▸ Verilen metin

__________

Başlıkta kullandığım “Vergi, vergi daha çok vergi...” Politikası Hazine ve Maliye Sekreteri Mehmet Şimşek’in ana politikasıdır...
Bu politika Mehmet Şimşek’in ana politikasıdır çünkü; Mehmet Şimşek’in ilk hedefi memleketin kalkınması, halkın refahı, enflasyon ve hayat pahalılığı ile mücadele değil Türkiye’ye borç verenlerin vermiş olduğu borçların tahsilini sağlamaktır.
Mehmet Şimşek’in ikinci hedefi ise bir dış borç krizi ve bunun sonunda ortaya çıkabilecek bir moratoryumu engellemek, engellemek mümkün olmazsa geciktirmek.
Şimşek’in asli amacı bu olunca yaptıklarını anlamak ve anlamlandırmak mümkün oluyor.
Peki, bu nereye kadar sürdürülebilir bir politikadır?
Daha çok vergi toplayarak enflasyon ve hayat pahalılığı önlenebilir mi?
Daha çok vergi salarak bir dış borç krizi engellenebili mi?
Öncelikle şunu söyleyeyim daha çok vergi salarak enflasyon ve hayat pahalılığının önlenmesi mümkün değildir...
Mümkün değildir, çünkü enflasyon her yerde ve her zaman parasal bir olgudur ve enflasyon paranın değer kaybetmesi sonucunda fiyatlar genel seviyesinin sürekli olarak yükselmesi olarak gözlemlenir.
Bir para niye değer kaybeder?

__________

▸ Veri kümesi kesiti
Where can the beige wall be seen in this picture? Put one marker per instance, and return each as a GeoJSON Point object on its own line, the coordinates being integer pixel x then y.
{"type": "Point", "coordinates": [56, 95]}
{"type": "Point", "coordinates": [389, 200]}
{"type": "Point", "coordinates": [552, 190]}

__________

▸ Yazılı soru A
Metnin "Daha çok vergi toplayarak" ifadesini içeren sözlerle açılıp "niye değer kaybeder?" ile kapanan bölümünü, "fiyatlar genel seviyesinin" yerine "genel fiyat düzeyinin" koyarak düzenleyin.
▸ Yazılı soru B
Metne göre Mehmet Şimşek'in ikinci hedefi nedir?
Yanıt verirken listeye değil, yalnızca metne dayanın.

▸ Yazılı çözüm A
Daha çok vergi toplayarak enflasyon ve hayat pahalılığı önlenebilir mi?
Daha çok vergi salarak bir dış borç krizi engellenebili mi?
Öncelikle şunu söyleyeyim daha çok vergi salarak enflasyon ve hayat pahalılığının önlenmesi mümkün değildir...
Mümkün değildir, çünkü enflasyon her yerde ve her zaman parasal bir olgudur ve enflasyon paranın değer kaybetmesi sonucunda genel fiyat düzeyinin sürekli olarak yükselmesi olarak gözlemlenir.
Bir para niye değer kaybeder?

▸ Yazılı çözüm B
Bir dış borç krizini ve bunun sonunda ortaya çıkabilecek bir moratoryumu engellemek, bu mümkün olmazsa geciktirmek.